- [EXERCISE DIRECTIONS] In the rows below, replace every "pin" with "place" and leave all other text unchanged.

- [GIVEN ENTRIES]

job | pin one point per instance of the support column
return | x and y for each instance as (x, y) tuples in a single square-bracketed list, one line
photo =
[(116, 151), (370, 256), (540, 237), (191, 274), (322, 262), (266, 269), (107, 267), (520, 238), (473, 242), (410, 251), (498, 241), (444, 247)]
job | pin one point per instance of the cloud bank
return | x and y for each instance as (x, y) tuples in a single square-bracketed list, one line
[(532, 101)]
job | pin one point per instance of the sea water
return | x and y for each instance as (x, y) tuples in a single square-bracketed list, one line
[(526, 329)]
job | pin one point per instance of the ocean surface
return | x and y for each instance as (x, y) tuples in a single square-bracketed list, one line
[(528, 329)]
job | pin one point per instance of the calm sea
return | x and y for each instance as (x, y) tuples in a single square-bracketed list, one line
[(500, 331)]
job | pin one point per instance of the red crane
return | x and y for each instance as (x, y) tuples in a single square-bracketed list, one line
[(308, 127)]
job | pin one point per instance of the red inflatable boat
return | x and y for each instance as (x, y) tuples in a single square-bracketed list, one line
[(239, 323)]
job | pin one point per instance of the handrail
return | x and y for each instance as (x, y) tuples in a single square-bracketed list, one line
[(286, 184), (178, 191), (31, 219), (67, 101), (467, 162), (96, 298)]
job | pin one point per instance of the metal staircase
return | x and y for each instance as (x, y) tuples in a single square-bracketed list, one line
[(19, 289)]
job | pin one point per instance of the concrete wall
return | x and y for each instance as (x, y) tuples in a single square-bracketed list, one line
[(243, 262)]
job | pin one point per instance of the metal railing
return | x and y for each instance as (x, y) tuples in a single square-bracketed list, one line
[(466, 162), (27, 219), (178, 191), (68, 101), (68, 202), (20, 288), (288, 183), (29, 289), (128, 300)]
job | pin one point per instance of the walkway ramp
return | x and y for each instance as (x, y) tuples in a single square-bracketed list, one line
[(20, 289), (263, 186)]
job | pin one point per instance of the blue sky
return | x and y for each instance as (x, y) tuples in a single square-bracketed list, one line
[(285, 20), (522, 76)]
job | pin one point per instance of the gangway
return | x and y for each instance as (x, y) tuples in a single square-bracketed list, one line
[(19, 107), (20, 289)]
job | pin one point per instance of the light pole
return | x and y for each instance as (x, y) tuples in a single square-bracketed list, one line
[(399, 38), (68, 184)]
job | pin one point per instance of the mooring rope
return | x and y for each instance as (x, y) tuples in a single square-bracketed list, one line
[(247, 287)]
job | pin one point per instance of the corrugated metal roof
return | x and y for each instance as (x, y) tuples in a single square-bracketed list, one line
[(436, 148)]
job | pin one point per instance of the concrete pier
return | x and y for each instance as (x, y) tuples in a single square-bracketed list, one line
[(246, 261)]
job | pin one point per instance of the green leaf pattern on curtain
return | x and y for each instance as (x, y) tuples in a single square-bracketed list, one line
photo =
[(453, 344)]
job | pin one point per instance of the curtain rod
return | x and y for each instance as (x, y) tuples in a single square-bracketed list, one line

- [TASK SOLUTION]
job | place one point per instance of the support column
return | x and y for each instance as (x, y) tuples in a single square-bracketed list, one line
photo =
[(116, 151), (370, 256), (540, 237), (191, 274), (322, 262), (266, 269), (107, 267), (520, 238), (473, 242), (410, 251), (498, 241), (444, 247)]
job | place one point per instance of the cloud bank
return | x and y for each instance as (x, y) tuples in a single square-bracketed list, one line
[(532, 101)]
job | place one point per instance of the sea water
return | x and y for each instance as (x, y) tuples in a single square-bracketed list, one line
[(526, 329)]
job | place one point per instance of the ocean surface
return | x and y for each instance as (x, y) tuples in a single square-bracketed list, one line
[(528, 329)]
job | place one point per instance of the calm sea
return | x and y for each instance as (x, y) tuples in a single square-bracketed list, one line
[(500, 331)]
job | place one point per instance of the red crane
return | x and y for each instance as (x, y) tuples in a single square-bracketed list, one line
[(308, 127)]
job | place one point per instance of the red inflatable boat
return | x and y for each instance as (x, y) tuples in a single square-bracketed list, one line
[(239, 323)]
job | place one point per instance of the handrail
return | x and y for each instance as (x, y) tuples in a single square-bracketed list, one line
[(286, 184), (178, 191), (31, 219), (67, 101), (467, 162), (96, 298)]
job | place one point per instance of the metal staircase
return | x and y for each instance as (x, y) tuples in a single square-bracketed list, one line
[(19, 289)]
job | place one point per instance of the concrete wall
return | x and y for each instance as (x, y) tuples in a single square-bracketed list, one line
[(243, 262)]
job | place one point per instance of the metal railing
return | x and y for each instance as (x, y) tuples in a single square-bracketed list, one line
[(466, 162), (27, 219), (178, 191), (68, 101), (68, 202), (20, 288), (288, 183), (29, 289), (128, 300)]
job | place one point per instance of the walkway ramp
return | x and y for each instance as (x, y) tuples in a single square-bracketed list, one line
[(20, 289), (263, 186)]
job | place one point per instance of the blue sky
return | x and y for each instance as (x, y) tuples in a single square-bracketed list, one line
[(285, 20), (522, 76)]
job | place one point per instance of the gangway
return | x and y for each instance as (x, y) tuples in a single square-bracketed list, one line
[(19, 107), (20, 289)]
job | place one point per instance of the light pole
return | x and y for each instance as (x, y) tuples in a single square-bracketed list, one line
[(399, 38), (68, 184)]
job | place one point per instance of the mooring rope
return | x and y for each instance as (x, y) tuples in a single square-bracketed list, one line
[(247, 287)]
job | place one point per instance of the corrugated metal roof
return | x and y for each instance as (x, y) tuples in a single square-bracketed list, one line
[(436, 148)]
job | place one point per instance of the concrete pier
return | x and y for each instance as (x, y) tuples in a single square-bracketed list, one line
[(246, 261)]
job | place one point per instance of the green leaf pattern on curtain
return | x and y for each instance as (x, y) tuples in a single square-bracketed list, one line
photo =
[(453, 344)]
job | place one point per instance of the curtain rod
return | x and y for each instance as (x, y) tuples in a single square-bracketed list, one line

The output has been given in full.